> **Teks Sumber**

Saya cukup kaget ketika didiagnosis mengidap skizofrenia dan gangguan bipolar. Kedua penyakit mental ini kadang menimbulkan gangguan, tapi keluarga dan perusahaan bisa menerima kondisi saya dengan lapang hati. Hingga saat ini, saya masih menjalani pengobatan dan bekerja seperti biasa. Berikut adalah kisah saya sebagai pengidap skizofrenia dan bipolar disorder, tetapi masih aktif bekerja dengan optimal.
Berulang kali dirawat di bangsal kejiwaan
Perkenalkan, nama saya Rubi Antono, usia 48 tahun, seorang karyawan di salah satu perusahaan yang bergerak di bidang manufaktur. Saya seorang single parent setelah ditinggal istri yang wafat pada 2019. Meski begitu, saya tidak sendirian karena ada dua orang anak yang menemani hari-hari saya.
Di balik kesibukan sebagai ayah sekaligus karyawan swasta, sebetulnya saya mengalami berbagai kesulitan. Ini berawal di tahun 1992, tepatnya ketika saya masih remaja.

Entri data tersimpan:

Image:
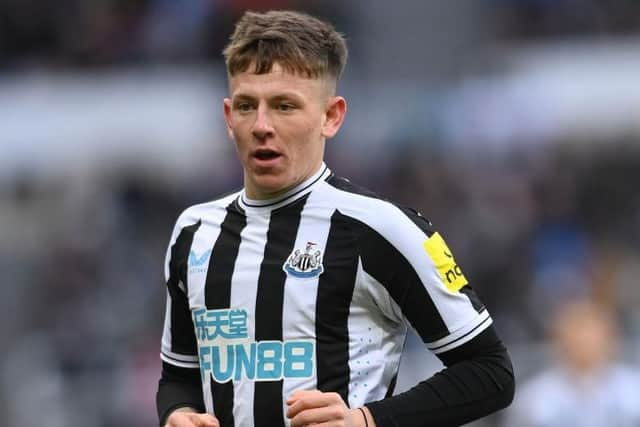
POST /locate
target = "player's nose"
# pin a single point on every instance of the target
(262, 127)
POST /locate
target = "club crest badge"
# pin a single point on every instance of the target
(305, 264)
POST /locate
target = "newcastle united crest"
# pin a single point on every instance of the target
(305, 264)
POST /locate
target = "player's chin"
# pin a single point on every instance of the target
(270, 183)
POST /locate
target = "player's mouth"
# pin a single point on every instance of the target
(265, 156)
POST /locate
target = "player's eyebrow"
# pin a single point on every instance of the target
(281, 96)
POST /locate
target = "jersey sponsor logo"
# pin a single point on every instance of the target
(305, 264)
(225, 352)
(198, 263)
(450, 272)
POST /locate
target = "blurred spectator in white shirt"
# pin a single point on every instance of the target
(585, 386)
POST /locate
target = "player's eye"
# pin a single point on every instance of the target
(244, 107)
(285, 107)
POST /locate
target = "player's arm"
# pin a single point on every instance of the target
(179, 389)
(429, 289)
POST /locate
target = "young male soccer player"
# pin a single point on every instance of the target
(289, 301)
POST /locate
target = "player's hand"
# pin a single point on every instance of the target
(190, 419)
(313, 407)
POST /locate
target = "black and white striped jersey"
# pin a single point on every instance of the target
(312, 290)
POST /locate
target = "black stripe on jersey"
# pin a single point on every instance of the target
(389, 267)
(335, 291)
(218, 296)
(478, 306)
(281, 237)
(183, 338)
(416, 217)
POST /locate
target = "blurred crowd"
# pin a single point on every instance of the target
(535, 228)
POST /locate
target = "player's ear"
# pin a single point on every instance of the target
(227, 116)
(335, 113)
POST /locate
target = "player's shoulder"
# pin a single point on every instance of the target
(207, 210)
(368, 207)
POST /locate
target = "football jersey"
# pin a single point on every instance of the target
(314, 289)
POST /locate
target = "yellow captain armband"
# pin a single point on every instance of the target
(450, 272)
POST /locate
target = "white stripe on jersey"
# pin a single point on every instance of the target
(243, 294)
(299, 311)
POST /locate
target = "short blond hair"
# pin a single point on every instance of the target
(299, 43)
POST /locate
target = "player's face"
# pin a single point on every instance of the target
(279, 122)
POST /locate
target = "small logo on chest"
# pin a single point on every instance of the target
(305, 264)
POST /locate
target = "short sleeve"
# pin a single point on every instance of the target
(179, 345)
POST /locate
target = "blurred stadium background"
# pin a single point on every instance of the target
(514, 125)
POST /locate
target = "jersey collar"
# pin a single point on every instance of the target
(292, 195)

> **Daftar Tugas**
1. Tuliskan ulang bagian teks sumber di atas mulai dari "Saya cukup kaget" sampai "bekerja dengan optimal.", termasuk kedua ujungnya.
2. Jawab pertanyaan berikut dari teks sumber di atas.
(a) Dua penyakit mental apa yang didiagnosis pada penulis?
(b) Berapa usia Rubi Antono?
(c) Pada tahun berapa kesulitan yang dialaminya bermula?

> **Jawaban Tugas**
1.
Saya cukup kaget ketika didiagnosis mengidap skizofrenia dan gangguan bipolar. Kedua penyakit mental ini kadang menimbulkan gangguan, tapi keluarga dan perusahaan bisa menerima kondisi saya dengan lapang hati. Hingga saat ini, saya masih menjalani pengobatan dan bekerja seperti biasa. Berikut adalah kisah saya sebagai pengidap skizofrenia dan bipolar disorder, tetapi masih aktif bekerja dengan optimal.

2.
(a) Skizofrenia dan gangguan bipolar.
(b) 48 tahun.
(c) 1992.